● **WRITTEN INSTRUCTION A**: Within the records, swap "pink button" for "magenta button" across the stretch from the line containing "Question. Identify every instance of the bread" through the line containing "(158, 1284)", and give back only those lines with everything else unchanged.

● **SUPPLIED PASSAGE**:
## begin
Credit:  Concerning Movement | Damian Sebouhian | The Post-Journal | Nov 15, 2017 | www.post-journal.com ~~

CASSADAGA – The New York State Board on Electric Generation and the Environment (Siting Board) recently issued a public notice regarding a recent wind farm decision made by judges from the Department of Public Service and the Department of Environmental Conservation.

The two departments are recommending that the Siting Board grant a certificate to Cassadaga Wind LLC, allowing the construction and operation of a wind farm in the towns of Charlotte, Cherry Creek, Arkwright and Stockton.

According to the Siting Board’s notice, the wind farms would consist of “up to 48 wind turbines and associated facilities, with numerous conditions designed to minimize the impacts to the local community.”

As part of the Article 10 process for public engagement, the Siting Board is calling for public comments on the recommended decision. All comments should be submitted by Nov. 28.

The notice includes information about the Cassadaga project application, filed on June 16, 2016.

“The application sought approval for the construction and operation of a 126 megawatt wind energy project, including the installation and operation of up to 58 wind turbines with associated underground and above-ground transmission lines, access roads, meteorological towers, operation and maintenance building, collection and point of interconnect substations, and related facilities.”

The Siting Board will review and vote on whether to issue the certificate, with the final decision scheduled to be made in January.

Currently there have been 71 public comments posted to the DPS case file page, the majority voicing opposition to the project, although many are multiple arguments coming from various members of Concerned Citizens and don’t represent 71 individuals.

Those voicing their support for the project have generally cited the economic benefits they believe will come with the wind farms.
## end
● **MATERIAL FOR THIS EXERCISE**:
## begin
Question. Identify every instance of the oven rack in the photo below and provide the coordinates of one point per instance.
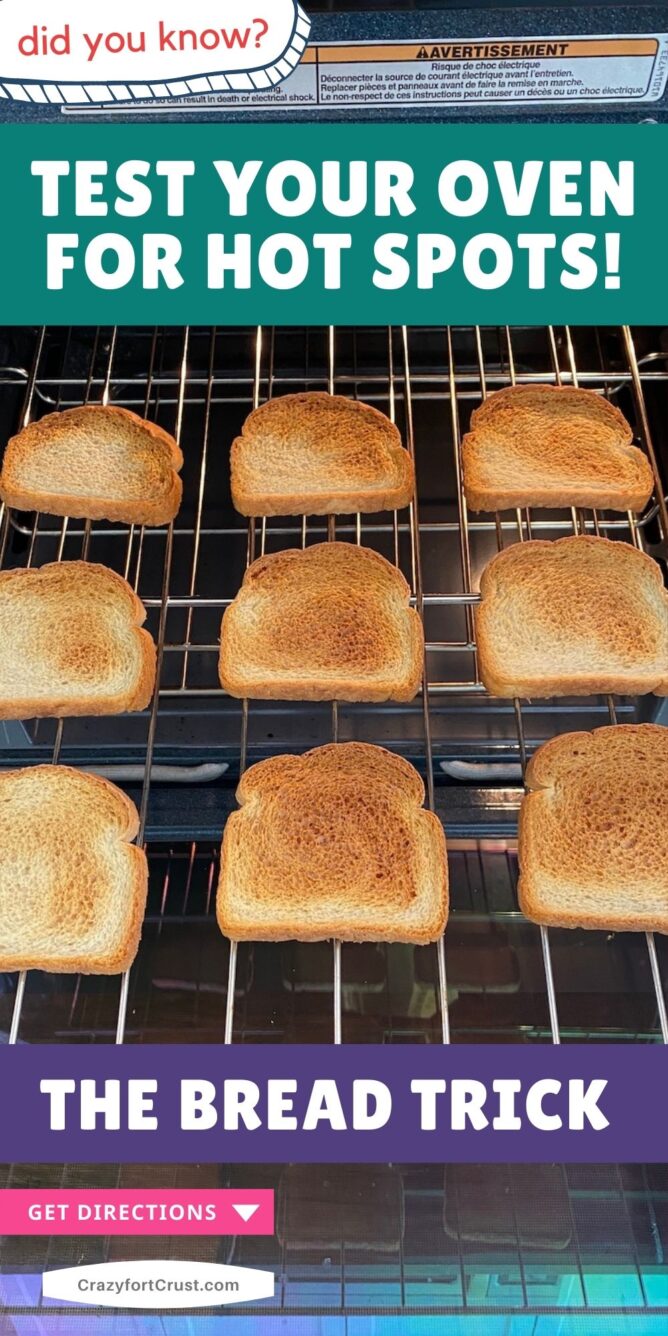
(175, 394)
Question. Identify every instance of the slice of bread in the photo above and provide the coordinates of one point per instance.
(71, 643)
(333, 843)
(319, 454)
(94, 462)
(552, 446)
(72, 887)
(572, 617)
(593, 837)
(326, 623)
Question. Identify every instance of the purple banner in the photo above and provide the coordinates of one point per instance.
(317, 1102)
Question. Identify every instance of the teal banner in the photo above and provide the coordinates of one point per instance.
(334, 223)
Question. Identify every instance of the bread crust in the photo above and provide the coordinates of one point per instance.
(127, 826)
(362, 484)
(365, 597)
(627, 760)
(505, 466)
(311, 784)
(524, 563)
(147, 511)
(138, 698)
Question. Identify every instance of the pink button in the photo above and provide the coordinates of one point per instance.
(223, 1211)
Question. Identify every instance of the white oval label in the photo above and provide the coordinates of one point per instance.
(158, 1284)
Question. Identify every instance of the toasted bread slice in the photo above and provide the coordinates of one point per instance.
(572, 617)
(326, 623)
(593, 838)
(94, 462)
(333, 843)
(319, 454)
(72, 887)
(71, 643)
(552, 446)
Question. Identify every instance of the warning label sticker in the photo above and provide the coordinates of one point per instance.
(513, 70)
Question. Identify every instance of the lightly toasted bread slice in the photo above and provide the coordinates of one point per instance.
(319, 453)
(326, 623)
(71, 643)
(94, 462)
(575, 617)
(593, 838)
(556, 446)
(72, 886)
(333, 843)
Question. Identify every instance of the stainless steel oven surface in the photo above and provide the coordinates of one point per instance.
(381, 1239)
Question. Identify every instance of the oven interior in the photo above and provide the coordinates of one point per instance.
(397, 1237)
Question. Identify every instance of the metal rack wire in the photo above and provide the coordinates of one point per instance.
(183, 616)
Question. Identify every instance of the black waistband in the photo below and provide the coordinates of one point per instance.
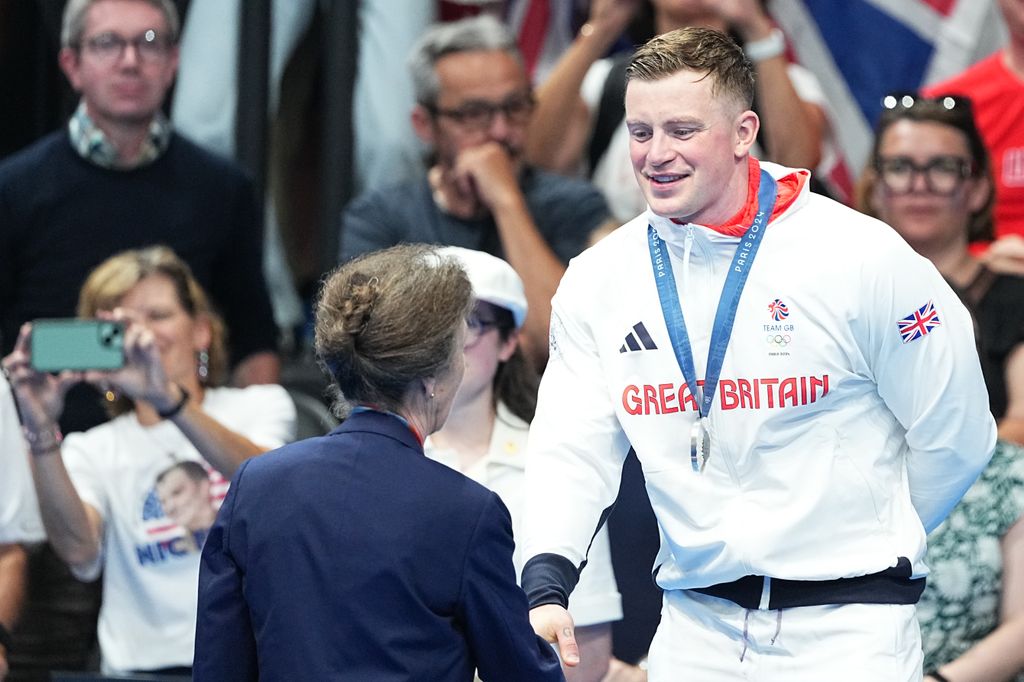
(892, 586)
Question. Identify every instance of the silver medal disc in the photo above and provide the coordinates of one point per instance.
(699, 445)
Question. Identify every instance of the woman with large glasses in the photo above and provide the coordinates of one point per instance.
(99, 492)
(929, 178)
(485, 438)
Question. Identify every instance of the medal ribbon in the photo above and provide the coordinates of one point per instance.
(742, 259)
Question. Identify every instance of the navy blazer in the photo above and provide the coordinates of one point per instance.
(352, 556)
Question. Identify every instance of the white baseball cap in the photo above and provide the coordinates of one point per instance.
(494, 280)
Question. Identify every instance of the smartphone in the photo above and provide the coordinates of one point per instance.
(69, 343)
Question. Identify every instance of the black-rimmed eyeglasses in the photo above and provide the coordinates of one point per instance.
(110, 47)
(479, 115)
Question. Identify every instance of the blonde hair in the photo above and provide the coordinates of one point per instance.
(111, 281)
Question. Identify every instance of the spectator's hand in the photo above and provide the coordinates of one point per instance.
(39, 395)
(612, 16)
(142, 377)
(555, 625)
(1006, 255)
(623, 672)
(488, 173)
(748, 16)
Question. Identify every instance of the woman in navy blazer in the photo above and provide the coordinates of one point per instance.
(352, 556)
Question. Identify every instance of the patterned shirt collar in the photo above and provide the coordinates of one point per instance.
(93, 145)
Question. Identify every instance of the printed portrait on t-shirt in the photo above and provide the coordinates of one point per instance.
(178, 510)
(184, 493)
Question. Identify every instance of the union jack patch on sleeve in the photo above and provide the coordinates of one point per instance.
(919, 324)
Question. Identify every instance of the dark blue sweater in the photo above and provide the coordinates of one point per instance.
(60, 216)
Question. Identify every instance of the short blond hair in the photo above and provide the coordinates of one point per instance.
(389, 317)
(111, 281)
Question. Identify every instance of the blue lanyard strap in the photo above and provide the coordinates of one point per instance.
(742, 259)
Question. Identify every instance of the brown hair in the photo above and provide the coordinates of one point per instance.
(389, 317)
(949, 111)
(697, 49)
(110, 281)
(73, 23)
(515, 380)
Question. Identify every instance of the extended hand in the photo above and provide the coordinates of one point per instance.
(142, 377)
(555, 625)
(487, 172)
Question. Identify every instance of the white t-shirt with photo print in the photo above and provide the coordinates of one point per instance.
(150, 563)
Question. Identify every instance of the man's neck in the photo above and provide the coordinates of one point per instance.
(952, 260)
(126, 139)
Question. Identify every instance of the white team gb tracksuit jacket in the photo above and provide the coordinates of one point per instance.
## end
● **WRITTEN INSTRUCTION B**: Pick up the Cassadaga wind farm article after its last sentence and carry it forward.

● **RIGHT ANSWER A**:
Question. Identify every instance of the bread crust in the photo above and provide the coordinates of one point per instance.
(127, 826)
(362, 484)
(365, 597)
(627, 760)
(505, 466)
(311, 784)
(524, 563)
(147, 511)
(138, 698)
Question. Identify every instance of the magenta button in the photo above and provide the coordinates of one point per instance.
(223, 1211)
Question. Identify every instance of the white oval label in the photo above and provide the coordinates of one point per instance.
(158, 1284)

● **RIGHT ANSWER B**:
“The local economic boost to the communities and residents far outweighs any negative impact,” stated Cherry Creek resident Tom Reynolds.

“It will bring tax revenue, help landowners with additional income to support their farms. … Our local businesses will see an increase in business during construction, and even after with product and services needed to maintain the wind farm,” commented Merle Goot Jr.

On the other side, many opposed to the wind farm projects cited negative impacts on health, property values, wildlife, agricultural lands and much more.

“Industrial wind power has the effect of increasing rather than decreasing the emissions of conventional pollutants and greenhouse gases because they are so unreliable they have to be backed up with conventional coal or gas fired power plants. Gas or coal plants have to be cycled up and down depending on wind conditions,” stated Mayville resident Karen Engstrom. “The cycling of the backup plants means they have to be run inefficiently, which increases their emissions. Engineering studies in Colorado and Texas have found exactly that. Once wind power reaches a certain market share, about 10 percent more emissions occur than if an equal amount of power was created without wind power.”

According to the notice, the public may submit comments directly into the case file by locating the case via the home page of the Department of Public Service’s website, www.dps.ny.gov, by clicking on “Search,” and entering “14-F-0490” in the “Search by Case Number” field. In the open case, access the screen to enter comments by clicking on the “Post Comments” box located at the top of the page.

Comments can also be made by calling the Commission’s Opinion Line at 1-800-335-2120. This line is set up to receive in-state calls 24-hours a day. Callers should refer to the case number or the applicant’s name, Cassadaga Wind.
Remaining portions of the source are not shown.